=== Given problem ===
Identify each line of the listing below that contains the string "dome" and copy those lines in full.

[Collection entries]
........

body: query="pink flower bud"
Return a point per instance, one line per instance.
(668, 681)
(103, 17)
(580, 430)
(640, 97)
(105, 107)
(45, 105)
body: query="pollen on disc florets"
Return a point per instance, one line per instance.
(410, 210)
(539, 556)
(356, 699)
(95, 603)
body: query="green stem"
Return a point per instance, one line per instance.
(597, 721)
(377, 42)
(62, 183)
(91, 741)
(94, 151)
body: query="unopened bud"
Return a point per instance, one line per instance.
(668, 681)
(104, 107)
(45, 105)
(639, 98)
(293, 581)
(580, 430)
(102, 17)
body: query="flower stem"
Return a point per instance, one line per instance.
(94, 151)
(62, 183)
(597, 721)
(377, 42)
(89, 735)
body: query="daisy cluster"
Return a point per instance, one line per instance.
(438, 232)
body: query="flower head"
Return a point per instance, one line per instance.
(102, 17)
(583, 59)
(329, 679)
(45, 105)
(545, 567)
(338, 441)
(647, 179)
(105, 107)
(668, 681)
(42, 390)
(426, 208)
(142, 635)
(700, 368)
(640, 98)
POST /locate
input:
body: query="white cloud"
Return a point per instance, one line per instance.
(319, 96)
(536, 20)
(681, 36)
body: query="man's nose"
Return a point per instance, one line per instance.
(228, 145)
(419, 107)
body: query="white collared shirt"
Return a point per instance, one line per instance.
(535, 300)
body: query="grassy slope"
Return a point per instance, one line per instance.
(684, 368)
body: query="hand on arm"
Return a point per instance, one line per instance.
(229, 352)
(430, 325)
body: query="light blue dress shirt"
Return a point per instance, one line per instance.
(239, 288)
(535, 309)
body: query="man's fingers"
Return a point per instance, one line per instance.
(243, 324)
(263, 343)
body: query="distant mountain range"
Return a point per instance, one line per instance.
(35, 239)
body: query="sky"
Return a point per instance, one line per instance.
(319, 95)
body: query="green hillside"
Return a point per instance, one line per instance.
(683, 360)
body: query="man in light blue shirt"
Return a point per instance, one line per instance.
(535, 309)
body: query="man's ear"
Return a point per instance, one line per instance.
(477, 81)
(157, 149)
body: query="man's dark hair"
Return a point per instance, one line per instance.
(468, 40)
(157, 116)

........

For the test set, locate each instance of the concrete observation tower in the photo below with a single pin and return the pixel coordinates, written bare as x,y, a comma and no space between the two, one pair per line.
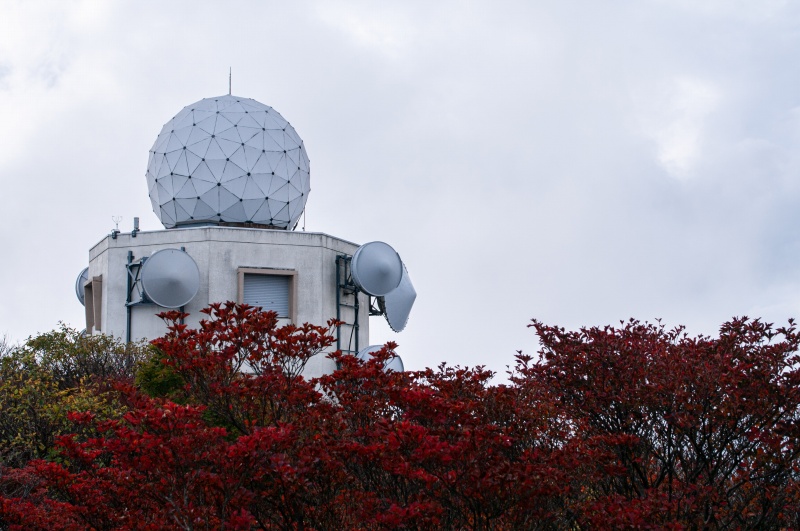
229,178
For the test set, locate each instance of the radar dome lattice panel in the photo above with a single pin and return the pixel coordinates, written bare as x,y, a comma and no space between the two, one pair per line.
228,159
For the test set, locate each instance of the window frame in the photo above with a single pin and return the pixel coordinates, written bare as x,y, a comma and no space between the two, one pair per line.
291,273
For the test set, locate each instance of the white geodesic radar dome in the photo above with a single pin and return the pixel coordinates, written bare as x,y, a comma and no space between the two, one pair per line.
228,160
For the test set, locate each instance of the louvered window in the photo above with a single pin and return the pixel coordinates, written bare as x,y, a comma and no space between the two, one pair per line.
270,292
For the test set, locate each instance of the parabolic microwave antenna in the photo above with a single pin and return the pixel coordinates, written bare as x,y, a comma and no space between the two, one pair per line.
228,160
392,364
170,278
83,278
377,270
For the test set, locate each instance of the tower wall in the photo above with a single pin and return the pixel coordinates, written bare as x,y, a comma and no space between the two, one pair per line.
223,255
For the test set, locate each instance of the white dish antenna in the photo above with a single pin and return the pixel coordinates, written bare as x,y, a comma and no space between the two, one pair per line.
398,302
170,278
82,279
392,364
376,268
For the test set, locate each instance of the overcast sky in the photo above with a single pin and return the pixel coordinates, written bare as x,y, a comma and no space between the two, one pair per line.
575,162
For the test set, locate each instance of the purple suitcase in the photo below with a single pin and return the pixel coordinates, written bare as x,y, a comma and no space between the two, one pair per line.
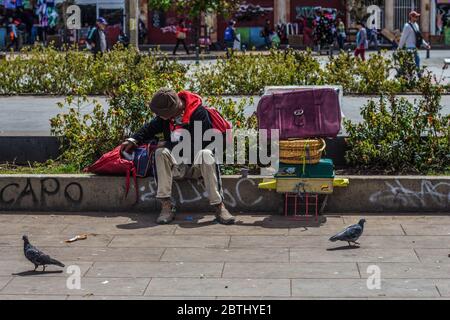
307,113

........

=== Task answer ===
For the test set, locate each instance of the radar dome lattice panel in the photo above with a single pin and return the pixel coordinates, written bare as x,y, a comma and no space between the two, one pair per line.
For the test set, locate each instance of the white geodesic radar dome in the photo above with a single pin and return the pixel coordinates, written bare as x,y, a comma and no space between the two, one pair per line.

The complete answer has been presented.